**The task**.
Please lay out as a numbered list the part of the listing below that opens with the line containing "Question: In the picture above, for every instance of the ocean" and closes with the line containing "[(268, 250)]", leaving out any blank lines.

**Given records**.
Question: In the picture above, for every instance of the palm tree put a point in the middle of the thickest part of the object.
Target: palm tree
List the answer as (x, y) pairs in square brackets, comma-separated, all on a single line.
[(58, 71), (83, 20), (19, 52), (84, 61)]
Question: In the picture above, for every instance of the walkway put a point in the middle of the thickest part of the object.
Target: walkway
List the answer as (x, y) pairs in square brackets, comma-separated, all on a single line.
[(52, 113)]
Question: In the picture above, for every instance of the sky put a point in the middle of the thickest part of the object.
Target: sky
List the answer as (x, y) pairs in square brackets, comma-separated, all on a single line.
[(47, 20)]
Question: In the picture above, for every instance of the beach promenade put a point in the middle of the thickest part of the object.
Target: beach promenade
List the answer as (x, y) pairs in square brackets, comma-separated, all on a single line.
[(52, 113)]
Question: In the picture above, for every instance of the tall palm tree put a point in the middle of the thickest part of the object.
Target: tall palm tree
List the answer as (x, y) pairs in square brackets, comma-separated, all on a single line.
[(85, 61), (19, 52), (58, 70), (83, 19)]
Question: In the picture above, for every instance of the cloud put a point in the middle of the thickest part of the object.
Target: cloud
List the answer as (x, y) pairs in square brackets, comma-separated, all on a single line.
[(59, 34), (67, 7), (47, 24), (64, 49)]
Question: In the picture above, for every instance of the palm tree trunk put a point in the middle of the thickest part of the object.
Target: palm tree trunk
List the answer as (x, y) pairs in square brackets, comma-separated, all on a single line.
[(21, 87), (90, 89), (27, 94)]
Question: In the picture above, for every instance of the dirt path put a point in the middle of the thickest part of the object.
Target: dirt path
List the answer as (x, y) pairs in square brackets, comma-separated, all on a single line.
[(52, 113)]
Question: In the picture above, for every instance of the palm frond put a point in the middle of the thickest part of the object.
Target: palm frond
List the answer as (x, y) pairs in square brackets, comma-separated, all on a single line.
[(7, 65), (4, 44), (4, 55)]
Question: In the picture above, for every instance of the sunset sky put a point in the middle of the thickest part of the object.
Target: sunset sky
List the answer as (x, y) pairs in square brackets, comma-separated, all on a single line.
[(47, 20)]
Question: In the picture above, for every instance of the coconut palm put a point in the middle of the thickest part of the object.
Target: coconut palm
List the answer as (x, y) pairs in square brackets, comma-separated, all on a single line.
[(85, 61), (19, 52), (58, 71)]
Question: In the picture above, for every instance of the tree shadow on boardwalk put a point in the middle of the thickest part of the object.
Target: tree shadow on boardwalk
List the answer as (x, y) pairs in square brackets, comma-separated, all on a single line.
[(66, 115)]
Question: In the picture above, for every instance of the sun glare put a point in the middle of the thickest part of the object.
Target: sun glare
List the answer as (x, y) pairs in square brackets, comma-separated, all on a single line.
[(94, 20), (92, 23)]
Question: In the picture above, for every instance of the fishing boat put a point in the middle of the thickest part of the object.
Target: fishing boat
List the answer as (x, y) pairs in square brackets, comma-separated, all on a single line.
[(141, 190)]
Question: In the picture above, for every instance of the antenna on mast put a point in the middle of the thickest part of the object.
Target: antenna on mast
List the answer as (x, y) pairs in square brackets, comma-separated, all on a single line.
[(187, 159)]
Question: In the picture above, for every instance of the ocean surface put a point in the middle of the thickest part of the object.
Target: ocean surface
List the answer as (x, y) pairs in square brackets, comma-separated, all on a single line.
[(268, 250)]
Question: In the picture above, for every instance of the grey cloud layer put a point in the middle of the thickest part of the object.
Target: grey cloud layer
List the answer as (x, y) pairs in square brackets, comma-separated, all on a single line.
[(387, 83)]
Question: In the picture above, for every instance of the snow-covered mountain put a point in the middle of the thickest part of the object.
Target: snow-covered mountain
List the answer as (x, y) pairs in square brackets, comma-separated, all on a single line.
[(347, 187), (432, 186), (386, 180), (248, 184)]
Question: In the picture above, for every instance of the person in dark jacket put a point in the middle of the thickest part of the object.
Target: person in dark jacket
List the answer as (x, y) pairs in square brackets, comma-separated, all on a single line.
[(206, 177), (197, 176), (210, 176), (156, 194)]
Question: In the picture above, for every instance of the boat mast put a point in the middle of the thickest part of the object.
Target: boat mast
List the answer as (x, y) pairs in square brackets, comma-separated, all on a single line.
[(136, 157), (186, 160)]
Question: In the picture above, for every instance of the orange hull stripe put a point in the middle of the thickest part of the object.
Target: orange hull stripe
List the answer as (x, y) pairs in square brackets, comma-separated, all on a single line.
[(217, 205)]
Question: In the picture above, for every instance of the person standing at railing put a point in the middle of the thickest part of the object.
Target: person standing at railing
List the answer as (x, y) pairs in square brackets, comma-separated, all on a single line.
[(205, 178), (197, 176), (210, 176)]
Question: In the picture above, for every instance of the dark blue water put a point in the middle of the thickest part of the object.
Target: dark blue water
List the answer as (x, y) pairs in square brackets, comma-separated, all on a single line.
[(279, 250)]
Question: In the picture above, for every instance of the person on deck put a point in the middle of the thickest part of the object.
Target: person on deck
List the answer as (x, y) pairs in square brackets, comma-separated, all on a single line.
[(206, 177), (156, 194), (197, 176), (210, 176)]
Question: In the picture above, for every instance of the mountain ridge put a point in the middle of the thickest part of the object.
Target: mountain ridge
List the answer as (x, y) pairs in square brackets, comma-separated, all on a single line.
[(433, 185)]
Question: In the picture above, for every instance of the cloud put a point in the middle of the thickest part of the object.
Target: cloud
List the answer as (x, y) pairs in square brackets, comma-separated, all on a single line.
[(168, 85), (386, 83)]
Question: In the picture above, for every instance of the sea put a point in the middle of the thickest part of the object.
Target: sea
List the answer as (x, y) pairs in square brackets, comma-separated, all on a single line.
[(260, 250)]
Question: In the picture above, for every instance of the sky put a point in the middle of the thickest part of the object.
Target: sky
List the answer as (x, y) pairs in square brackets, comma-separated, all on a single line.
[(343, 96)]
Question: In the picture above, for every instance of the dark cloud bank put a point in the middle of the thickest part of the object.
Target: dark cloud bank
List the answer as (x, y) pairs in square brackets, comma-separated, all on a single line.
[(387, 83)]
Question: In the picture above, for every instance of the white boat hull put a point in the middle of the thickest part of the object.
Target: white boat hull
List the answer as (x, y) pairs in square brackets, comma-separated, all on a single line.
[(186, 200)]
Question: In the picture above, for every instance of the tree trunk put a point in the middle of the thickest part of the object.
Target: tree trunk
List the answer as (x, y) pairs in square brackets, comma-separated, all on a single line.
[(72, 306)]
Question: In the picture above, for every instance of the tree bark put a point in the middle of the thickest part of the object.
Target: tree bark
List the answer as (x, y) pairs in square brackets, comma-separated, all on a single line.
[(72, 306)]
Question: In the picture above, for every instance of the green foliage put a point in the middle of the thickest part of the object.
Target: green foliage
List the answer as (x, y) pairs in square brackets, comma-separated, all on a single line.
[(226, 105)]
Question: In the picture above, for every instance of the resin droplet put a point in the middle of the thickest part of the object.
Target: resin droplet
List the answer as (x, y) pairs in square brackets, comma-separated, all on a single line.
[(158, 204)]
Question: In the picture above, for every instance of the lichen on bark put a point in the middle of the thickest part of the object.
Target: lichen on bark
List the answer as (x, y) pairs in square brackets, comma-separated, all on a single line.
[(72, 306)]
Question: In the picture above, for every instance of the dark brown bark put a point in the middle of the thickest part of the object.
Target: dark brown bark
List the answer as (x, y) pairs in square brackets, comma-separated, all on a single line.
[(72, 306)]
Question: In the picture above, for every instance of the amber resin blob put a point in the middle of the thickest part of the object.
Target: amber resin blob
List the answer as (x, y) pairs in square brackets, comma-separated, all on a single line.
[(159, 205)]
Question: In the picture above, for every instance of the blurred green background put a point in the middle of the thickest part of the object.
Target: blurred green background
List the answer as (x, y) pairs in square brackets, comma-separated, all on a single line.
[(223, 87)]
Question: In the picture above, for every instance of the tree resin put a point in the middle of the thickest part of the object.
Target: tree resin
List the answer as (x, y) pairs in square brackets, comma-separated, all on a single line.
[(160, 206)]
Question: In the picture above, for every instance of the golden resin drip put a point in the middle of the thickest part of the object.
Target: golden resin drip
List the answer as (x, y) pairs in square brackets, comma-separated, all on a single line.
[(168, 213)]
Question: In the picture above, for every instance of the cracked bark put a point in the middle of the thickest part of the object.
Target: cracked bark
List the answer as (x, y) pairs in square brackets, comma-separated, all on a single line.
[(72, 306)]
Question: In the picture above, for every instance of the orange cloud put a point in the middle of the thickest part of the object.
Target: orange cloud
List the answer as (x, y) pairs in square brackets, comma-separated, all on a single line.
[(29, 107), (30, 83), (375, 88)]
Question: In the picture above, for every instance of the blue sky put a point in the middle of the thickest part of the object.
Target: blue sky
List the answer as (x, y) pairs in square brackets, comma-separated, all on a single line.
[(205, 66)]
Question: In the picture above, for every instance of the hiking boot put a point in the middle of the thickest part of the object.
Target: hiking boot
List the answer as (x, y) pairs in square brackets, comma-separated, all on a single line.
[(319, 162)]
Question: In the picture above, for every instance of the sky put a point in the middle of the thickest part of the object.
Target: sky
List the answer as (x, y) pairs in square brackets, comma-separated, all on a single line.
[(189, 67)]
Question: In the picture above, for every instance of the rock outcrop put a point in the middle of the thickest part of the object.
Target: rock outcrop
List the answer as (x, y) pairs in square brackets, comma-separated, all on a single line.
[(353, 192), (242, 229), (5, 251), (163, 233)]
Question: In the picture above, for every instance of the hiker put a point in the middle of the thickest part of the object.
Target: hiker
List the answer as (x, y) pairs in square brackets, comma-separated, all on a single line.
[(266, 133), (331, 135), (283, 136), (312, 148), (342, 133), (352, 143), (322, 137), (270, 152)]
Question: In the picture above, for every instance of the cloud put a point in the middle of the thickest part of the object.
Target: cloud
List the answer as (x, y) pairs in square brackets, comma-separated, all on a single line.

**Result of this task**.
1. Question: In the picture above, for every instance of the ocean surface put a point in the middle of the thickest part of the object.
2. Target: ocean surface
3. List the answer as (x, y) pairs in square brackets, comma-separated, all on a single line.
4. [(268, 250)]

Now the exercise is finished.